## Input data:
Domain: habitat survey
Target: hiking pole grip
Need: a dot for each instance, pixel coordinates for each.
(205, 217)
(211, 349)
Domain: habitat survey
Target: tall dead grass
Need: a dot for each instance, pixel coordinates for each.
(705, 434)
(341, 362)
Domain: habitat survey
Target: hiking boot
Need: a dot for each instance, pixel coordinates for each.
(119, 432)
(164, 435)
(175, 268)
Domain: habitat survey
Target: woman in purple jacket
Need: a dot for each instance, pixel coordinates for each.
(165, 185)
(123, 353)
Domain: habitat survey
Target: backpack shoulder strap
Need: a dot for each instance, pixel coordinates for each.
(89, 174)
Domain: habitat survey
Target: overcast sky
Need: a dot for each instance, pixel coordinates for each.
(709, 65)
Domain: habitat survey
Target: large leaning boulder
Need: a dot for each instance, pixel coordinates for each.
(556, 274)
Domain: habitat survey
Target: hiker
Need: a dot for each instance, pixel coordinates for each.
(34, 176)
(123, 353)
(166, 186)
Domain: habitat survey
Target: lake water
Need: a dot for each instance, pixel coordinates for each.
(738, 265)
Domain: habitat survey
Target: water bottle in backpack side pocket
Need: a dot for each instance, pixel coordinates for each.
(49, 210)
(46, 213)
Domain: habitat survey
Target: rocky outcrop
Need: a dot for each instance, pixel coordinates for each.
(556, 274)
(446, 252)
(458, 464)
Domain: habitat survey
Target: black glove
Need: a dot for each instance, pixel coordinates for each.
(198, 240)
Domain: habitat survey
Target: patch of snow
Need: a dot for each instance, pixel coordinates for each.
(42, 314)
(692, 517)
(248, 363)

...

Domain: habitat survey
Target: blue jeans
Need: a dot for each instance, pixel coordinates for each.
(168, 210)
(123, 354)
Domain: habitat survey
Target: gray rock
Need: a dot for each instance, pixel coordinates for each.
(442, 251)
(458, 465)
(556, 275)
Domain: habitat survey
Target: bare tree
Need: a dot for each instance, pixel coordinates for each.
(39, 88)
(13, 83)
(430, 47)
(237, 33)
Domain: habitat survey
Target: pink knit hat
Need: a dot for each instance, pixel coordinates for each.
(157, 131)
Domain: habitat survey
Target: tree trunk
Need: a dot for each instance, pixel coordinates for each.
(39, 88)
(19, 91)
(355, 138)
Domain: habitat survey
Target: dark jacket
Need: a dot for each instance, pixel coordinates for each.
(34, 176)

## Work order:
An exact copy of the lines above, from the one containing "Target: backpack shoulder strap" through the one containing "Target: water bottle in backpack side pocket", is the whole of the answer.

## Exercise result:
Target: backpack shoulder strap
Need: a dot for each instance, pixel coordinates for each.
(89, 174)
Domain: habitat survey
Target: overcast sky
Need: a dot for each instance, pixel coordinates for each.
(709, 65)
Domain: habitat survey
Target: large leaning boulder
Need: a dot for each instance, pixel coordinates for each.
(556, 274)
Domain: habitat survey
Target: hiker
Need: a dot for each instance, pixel coordinates for each.
(34, 176)
(123, 353)
(166, 186)
Domain: habitat survey
Target: lake water
Need: a dot for each instance, pixel coordinates for each.
(738, 265)
Domain: habitat survey
Target: water bottle in backpack side pocket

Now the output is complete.